■ Texto escolhido
----------------

Psicologia Organizacional e do Trabalho: uma experiência de estágio no NPOT em instituições educacionais da rede pública
O estágio curricular obrigatório do curso de Psicologia da Faculdade São Francisco de Assis tem como objetivo geral articular a formação teórica e a formação do profissional por meio de prestação de serviços psicológicos e, atendendo a este objetivo, o Núcleo de Práticas em Psicologia Organizacional e do Trabalho (NPOT), vinculado ao Serviço de Psicologia, permite a experimentação de diversos tipos de dispositivos, tais como grupos de escuta e rodas de conversa, realizados pelos estagiários em diferentes ambientes institucionais, dentre eles, no campo educacional.
Uma destas práticas foi realizada com adolescentes do ensino fundamental e médio de escolas públicas de Porto Alegre/RS, com turmas de 8º e 9º ano, com idades entre 13 e 17 anos, no período de 2018 e primeiro semestre de 2019. Os encontros foram quinzenais, com duração de aproximadamente uma hora, na própria instituição de ensino. O dispositivo de intervenção utilizado foi a roda de conversa, aplicando-se como referencial teórico metodológico a Psicodinâmica do Trabalho e a Psicanálise.
O Projeto “Adolescer e sonhar: narrativas de um futuro” teve como finalidade a construção de narrativas, através do diálogo grupal, sobre os sentidos do trabalho, as perspectivas e os impasses relacionados ao campo profissional para estes jovens que estão inseridos em situação social crítica. Importante destacar que estas narrativas foram permeadas pelas questões psíquicas e emocionais próprias da(s) adolescência(s).
As rodas de conversa possibilitaram uma abertura discursiva, fazendo emergir os sonhos ou a ausência deles na vida destes jovens; questionamentos sobre as suas escolhas futuras em relação à profissão: o lugar que cada um almeja encontrar no laço social. Nestes momentos, a problemática da construção identitária esteve fortemente presente, corroborando a intrínseca relação entre trabalho e identidade.

----------------

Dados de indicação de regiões
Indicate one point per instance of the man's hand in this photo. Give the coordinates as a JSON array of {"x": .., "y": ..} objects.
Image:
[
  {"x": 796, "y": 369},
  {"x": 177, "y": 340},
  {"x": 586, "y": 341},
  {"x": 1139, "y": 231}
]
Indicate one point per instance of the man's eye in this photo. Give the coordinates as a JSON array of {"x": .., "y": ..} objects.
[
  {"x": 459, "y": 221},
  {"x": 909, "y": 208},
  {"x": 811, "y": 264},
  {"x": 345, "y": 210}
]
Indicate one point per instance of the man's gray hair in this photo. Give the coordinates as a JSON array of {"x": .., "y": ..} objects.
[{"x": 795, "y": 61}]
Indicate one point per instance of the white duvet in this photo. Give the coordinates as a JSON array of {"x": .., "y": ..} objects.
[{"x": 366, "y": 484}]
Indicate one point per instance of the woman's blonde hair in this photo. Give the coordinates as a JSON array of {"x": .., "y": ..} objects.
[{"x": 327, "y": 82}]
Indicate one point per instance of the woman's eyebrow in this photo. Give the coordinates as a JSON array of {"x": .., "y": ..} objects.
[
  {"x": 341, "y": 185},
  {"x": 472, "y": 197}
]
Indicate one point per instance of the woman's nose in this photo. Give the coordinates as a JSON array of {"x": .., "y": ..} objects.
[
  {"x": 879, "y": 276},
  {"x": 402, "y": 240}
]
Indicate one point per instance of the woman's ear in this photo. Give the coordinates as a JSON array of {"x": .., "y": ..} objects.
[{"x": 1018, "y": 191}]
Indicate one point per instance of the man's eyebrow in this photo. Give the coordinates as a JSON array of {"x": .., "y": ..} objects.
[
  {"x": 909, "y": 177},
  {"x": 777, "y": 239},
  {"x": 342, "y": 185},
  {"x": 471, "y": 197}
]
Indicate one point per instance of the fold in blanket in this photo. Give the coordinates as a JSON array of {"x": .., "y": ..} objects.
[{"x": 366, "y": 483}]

----------------

■ Tarefa A
Segundo o texto sobre o estágio, com que frequência aconteciam os encontros com os adolescentes?
■ Tarefa B
Reproduza do texto sobre o estágio o trecho que começa em "Uma destas práticas" e termina em "e a Psicanálise.".
■ Tarefa C
Continue o texto sobre o estágio a partir de onde ele para.

■ Espaço da resposta A
Os encontros eram quinzenais.

■ Espaço da resposta B
Uma destas práticas foi realizada com adolescentes do ensino fundamental e médio de escolas públicas de Porto Alegre/RS, com turmas de 8º e 9º ano, com idades entre 13 e 17 anos, no período de 2018 e primeiro semestre de 2019. Os encontros foram quinzenais, com duração de aproximadamente uma hora, na própria instituição de ensino. O dispositivo de intervenção utilizado foi a roda de conversa, aplicando-se como referencial teórico metodológico a Psicodinâmica do Trabalho e a Psicanálise.

■ Espaço da resposta C
No primeiro encontro, com aproximadamente 15 adolescentes, observou-se um silêncio “barulhento” como principal emergente do grupo. Destaca-se que o silêncio também comunica.
Sublinha-se com Fachinetto (2012) a proposta de Lacan sobre o silêncio, em que há uma dupla alternativa, isto é, uma sendo pela via do pavor e a outra pela via do desejo. Na via do pavor, o sujeito permanece narcisicamente enclausurado e, por este motivo, há uma recusa em dirigir a palavra ao outro. O silêncio necessário está na via do desejo, quando é preciso mais tempo para amadurecer uma dada elaboração que ainda não foi possível, devido à falta dos instrumentos necessários. O silêncio é o que provoca um confronto com a falta e possibilita a circulação dos modos de ser e de existir do sujeito, assinala Fachinetto (2012).
No decorrer dos encontros com os adolescentes, o processo de transferência foi sendo instalado, fazendo com que a resistência e o silêncio fossem diminuindo, dando espaço para a circulação da palavra. Santos (1994), fundamentado nos ensinamentos de Freud, diz que a transferência pode emergir como uma exigência intensa de amor, de atenção, de reconhecimento ou sob as formas mais moderadas: desejo de ser recebido como filho(a) predileto(a), de ser alvo de uma estreita amizade (necessidade libidinal sublimada), etc.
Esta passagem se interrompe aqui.